Entries from a collection:
>> begin

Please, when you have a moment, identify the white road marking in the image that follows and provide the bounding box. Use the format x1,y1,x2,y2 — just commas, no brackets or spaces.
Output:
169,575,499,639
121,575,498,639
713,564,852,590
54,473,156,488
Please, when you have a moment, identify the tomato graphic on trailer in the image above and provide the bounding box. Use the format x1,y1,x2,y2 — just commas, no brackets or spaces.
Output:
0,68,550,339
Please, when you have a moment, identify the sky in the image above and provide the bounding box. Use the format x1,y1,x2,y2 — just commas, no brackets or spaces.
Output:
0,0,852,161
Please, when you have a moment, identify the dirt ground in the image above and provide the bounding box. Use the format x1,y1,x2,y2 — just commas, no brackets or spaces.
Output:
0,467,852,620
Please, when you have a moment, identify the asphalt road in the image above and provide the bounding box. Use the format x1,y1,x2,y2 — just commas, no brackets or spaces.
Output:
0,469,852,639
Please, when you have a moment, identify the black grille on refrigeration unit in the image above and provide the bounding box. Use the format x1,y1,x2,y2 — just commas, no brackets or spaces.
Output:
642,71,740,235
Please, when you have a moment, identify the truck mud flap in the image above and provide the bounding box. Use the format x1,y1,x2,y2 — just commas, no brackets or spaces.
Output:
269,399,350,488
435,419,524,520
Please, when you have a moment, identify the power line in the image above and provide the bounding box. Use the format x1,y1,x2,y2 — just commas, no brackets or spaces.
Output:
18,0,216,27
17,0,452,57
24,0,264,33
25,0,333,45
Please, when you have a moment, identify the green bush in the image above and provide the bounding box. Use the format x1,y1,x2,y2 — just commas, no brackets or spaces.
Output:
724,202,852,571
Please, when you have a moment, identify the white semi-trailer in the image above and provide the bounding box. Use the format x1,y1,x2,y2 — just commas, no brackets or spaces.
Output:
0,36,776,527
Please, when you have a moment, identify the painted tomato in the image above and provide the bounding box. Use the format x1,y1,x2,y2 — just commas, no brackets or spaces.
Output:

>> end

What is expected: Arrange every line of the entries above as a Markdown table with the columns "No." and "Line", numbering the rows and skipping any blank lines.

Output for this task:
| No. | Line |
|---|---|
| 1 | Please, when you have a moment, identify the white road marking in the image that follows and provide the bounding box. Use the format x1,y1,x2,y2 — just commas, no brackets or spaces. |
| 2 | Output: |
| 3 | 169,575,499,639 |
| 4 | 121,575,498,639 |
| 5 | 713,564,852,590 |
| 6 | 54,473,156,488 |
| 7 | Please, when you have a moment, identify the tomato graphic on trailer in the image above and provide the bounding box. Use the format x1,y1,x2,y2 — just commas, no brackets or spaces. |
| 8 | Output: |
| 9 | 0,68,550,339 |
| 10 | Please, when you have a moment, identify the sky in the image above and provide the bounding box. Use the format x1,y1,x2,y2 — just commas, no brackets or spaces. |
| 11 | Output: |
| 12 | 0,0,852,161 |
| 13 | Please, when you have a moment, identify the dirt ground in the image above and provide the bounding box. Use the format x1,y1,x2,y2 — just commas, no brackets or spaces. |
| 14 | Output: |
| 15 | 0,467,852,620 |
| 16 | Please, when you have a moment, identify the asphalt road in the image above and provide the bounding box. Use the format x1,y1,x2,y2 — just commas, no brackets or spaces. |
| 17 | Output: |
| 18 | 0,469,852,639 |
| 19 | Please, when you have a moment, identify the black grille on refrigeration unit in the image above and provide the bounding box. Use the format x1,y1,x2,y2 — just commas, no brackets or spaces. |
| 20 | Output: |
| 21 | 642,71,740,235 |
| 22 | Please, when you have a moment, identify the truck mud flap in the image above and provide the bounding box. Use the format x1,y1,x2,y2 — just commas, no brackets or spaces. |
| 23 | Output: |
| 24 | 269,399,350,488 |
| 25 | 435,419,524,520 |
| 26 | Please, when you have a moment, identify the power line in the image above and provide the bounding box. Use the format x1,y1,x2,y2 — just commas, no brackets or spaces. |
| 27 | Output: |
| 28 | 18,0,216,27 |
| 29 | 17,0,452,57 |
| 30 | 24,0,264,33 |
| 31 | 25,0,333,45 |
| 32 | Please, when you have a moment, identify the green bush in the image above and provide the bounding box. Use the format x1,y1,x2,y2 — just commas, no brackets or spaces. |
| 33 | Output: |
| 34 | 724,202,852,571 |
| 35 | Please, when you have a moment, identify the white semi-trailer in the image above and provide the bounding box. Use the format x1,y1,x2,y2 — just commas, no brackets or spaces. |
| 36 | Output: |
| 37 | 0,36,776,527 |
| 38 | Please, when you have a moment, identify the painted tomato in the image above and provide the bounding box. Use the format x1,y1,x2,y2 — just commas, no brackets or spaces. |
| 39 | Output: |